New Type of Qubit with Tunable Speed and Frequency
A tiny nanowire (diameter ~20 nm) with Germanium core (blue) and Silicon shell (green) on top of nanofabricated metallic electrodes, the gates (gold). By applying voltages to the gates, individual spin qubits (blue and red arrows) are formed in the nanowire. These qubits are manipulated by microwave signals on the nanogates (blue pulses). In this qubit, the speed and frequency of operation can be electrically tuned with a gate voltage, as indicated by the speed control switch: in “idle” mode, the qubit is slow and quantum information more stable (blue spin). In the “control” mode, the qubit can be changed fast (red spin).
Physicists from the University of Basel and the TU Eindhoven have demonstrated a new type of qubit – the basic building block of a quantum computer – where the speed and frequency of operation can be widely tuned with a gate voltage. They used this flexibility to optimize the hole spin qubit to operate very fast, coherently flipping the spin from up to down in as little as ~1 ns – approaching the clock speeds of today’s computers. The experiment is a big step towards interconnecting and scaling to larger numbers of qubits and thus towards the ultimate goal of building a quantum computer.
Building a quantum computer is one of the great challenges of our time and numerous teams all over the world are racing towards this goal. Quantum computers promise to be exponentially faster than classical computers at certain key problems, spurring paradigm-changing breakthroughs, e.g. in chemistry, material science, medicine and green energy. A quantum computer would consist of a very large number of interconnected quantum bits ideally integrated on a chip. Quantum computers have a huge potential, which Prof. Dominik Zumbühl compares to the development of today’s computers: “Quantum computers will probably change our lives and affect society in a similar way today’s computers did.”
□ □ □
Continue the article on the tunable-speed qubit from where it stops, picking up after its last paragraph.
□ □ □
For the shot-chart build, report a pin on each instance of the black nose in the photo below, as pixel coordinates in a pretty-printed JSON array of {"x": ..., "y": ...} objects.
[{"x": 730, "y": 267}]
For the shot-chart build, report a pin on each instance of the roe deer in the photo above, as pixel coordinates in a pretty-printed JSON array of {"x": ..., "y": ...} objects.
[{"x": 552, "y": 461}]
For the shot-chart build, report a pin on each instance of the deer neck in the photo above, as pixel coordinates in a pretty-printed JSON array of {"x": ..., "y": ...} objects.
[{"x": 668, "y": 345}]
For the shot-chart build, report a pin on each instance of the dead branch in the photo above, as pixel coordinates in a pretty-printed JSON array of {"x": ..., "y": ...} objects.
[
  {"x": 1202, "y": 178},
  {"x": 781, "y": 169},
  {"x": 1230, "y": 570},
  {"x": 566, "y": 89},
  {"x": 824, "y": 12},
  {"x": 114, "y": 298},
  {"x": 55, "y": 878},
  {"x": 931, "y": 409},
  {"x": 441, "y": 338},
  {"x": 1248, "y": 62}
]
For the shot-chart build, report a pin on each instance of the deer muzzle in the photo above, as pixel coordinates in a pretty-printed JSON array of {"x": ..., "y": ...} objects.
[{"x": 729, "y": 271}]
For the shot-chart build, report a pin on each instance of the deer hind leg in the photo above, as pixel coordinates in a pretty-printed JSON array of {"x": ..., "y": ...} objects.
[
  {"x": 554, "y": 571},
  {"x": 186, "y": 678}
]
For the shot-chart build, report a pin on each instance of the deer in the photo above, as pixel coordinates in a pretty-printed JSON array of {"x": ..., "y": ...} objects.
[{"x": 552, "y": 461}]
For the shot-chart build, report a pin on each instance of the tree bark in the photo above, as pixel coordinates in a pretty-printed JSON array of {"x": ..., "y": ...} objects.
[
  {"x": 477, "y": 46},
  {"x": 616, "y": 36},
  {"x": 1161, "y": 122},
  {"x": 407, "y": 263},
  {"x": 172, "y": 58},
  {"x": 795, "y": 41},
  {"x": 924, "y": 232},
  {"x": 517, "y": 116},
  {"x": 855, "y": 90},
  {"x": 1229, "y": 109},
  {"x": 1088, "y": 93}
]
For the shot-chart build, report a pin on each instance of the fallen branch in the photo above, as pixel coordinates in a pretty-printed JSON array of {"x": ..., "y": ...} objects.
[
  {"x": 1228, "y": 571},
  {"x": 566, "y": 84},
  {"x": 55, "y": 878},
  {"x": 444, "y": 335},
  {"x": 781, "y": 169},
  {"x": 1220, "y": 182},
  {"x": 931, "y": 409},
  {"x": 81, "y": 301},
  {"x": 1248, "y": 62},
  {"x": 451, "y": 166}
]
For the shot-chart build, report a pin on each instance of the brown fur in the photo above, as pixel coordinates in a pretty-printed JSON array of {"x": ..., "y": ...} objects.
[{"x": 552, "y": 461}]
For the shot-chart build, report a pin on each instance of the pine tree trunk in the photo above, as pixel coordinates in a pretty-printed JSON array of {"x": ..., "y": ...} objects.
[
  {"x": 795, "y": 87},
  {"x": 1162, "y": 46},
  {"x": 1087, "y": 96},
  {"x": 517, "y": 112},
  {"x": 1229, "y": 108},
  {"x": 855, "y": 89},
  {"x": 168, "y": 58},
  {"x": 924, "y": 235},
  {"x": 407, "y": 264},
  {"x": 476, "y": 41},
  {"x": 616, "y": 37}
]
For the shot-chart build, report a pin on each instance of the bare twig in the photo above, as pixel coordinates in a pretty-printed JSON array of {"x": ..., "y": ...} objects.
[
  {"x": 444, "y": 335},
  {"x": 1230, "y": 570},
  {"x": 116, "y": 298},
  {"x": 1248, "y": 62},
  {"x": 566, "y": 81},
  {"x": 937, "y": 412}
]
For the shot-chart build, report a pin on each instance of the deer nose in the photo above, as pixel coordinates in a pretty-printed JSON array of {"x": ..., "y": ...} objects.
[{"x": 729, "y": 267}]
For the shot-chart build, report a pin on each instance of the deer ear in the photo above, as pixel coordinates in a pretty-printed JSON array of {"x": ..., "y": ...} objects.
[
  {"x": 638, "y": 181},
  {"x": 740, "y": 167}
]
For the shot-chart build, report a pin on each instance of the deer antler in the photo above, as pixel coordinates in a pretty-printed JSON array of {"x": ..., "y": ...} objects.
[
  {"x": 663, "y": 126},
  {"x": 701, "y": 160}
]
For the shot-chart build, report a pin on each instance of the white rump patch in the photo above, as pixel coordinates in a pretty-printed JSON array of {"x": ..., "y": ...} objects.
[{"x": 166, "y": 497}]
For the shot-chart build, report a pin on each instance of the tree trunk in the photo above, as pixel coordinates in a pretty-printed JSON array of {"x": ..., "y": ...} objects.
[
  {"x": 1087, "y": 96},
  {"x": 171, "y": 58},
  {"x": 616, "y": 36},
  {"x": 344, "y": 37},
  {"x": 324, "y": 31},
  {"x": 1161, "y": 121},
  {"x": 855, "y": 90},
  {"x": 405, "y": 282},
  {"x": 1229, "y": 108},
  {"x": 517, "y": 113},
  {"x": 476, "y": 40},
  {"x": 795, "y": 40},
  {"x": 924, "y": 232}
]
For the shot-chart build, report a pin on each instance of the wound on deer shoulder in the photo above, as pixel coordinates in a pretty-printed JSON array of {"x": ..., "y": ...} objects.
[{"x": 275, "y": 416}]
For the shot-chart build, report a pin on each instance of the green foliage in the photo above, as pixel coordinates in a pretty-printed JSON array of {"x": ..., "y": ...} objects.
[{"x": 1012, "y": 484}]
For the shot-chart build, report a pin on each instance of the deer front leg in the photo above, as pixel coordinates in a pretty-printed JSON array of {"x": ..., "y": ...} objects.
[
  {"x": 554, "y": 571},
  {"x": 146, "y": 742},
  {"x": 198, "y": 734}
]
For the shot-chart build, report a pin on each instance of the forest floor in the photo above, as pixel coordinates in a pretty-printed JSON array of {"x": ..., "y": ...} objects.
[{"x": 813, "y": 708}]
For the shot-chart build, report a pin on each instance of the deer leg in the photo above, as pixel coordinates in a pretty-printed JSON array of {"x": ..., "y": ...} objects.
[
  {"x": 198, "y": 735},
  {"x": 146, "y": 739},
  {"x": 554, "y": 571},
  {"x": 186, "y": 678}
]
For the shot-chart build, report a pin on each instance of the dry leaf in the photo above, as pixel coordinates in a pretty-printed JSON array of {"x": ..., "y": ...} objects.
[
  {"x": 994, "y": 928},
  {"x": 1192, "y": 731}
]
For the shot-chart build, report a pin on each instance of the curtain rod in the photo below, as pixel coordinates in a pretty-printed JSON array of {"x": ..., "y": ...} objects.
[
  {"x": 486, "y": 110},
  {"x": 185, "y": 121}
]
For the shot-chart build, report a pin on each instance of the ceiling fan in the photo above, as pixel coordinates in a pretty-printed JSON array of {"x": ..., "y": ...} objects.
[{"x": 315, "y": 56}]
□ □ □
• Answer space:
Bits and Qubits
A conventional computer, operating with the rules of classical rather than quantum physics, is built from billions of silicon transistors combined on a chip in an integrated circuit. The smallest unit of data is the well-known bit, which may be either 0 or 1. A quantum computer, on the other hand, uses quantum bits, so called qubits. These are usually pictured as an arrow pointing in any direction of space: up can be assigned to 1, down to 0. In contrast to the classical bit, a qubit may also point into any other direction between up and down, representing a quantum superposition, which can be written as being 0 and 1 at the same time with different probabilities. The superposition principle, allowing qubits to be in multiple states at the same time, lets many computations run in parallel, making quantum computers much faster than classical computers.
Switching operation mode and selective qubit coupling
Compared to conventional bits, however, “Quantum bits are much more fragile and can lose their quantum information content very quickly,” explains Dr. Floris Braakman. The new type of qubit demonstrated in the experiment can be switched from a more stable but slow state which is more suitable for storing the quantum information to a much faster but less stable state. This state is useful for operating the qubits in a fast way when processing the quantum information.
At the same time as changing the operation speed, the energy or operation frequency of the qubit is changed as well – a very useful resource for selectively coupling the spin, for example to a microwave photon in a superconducting resonator, and via this to other spins. Only when the qubit frequency matches that of the resonator, the spin and the photon may be coupled. Thus, by tuning the qubit with a gate voltage into resonance with a resonator, it’s coupling to other qubits may be deliberately switched on. Such selective coupling between qubits is necessary for interconnecting and scaling to large numbers of qubits.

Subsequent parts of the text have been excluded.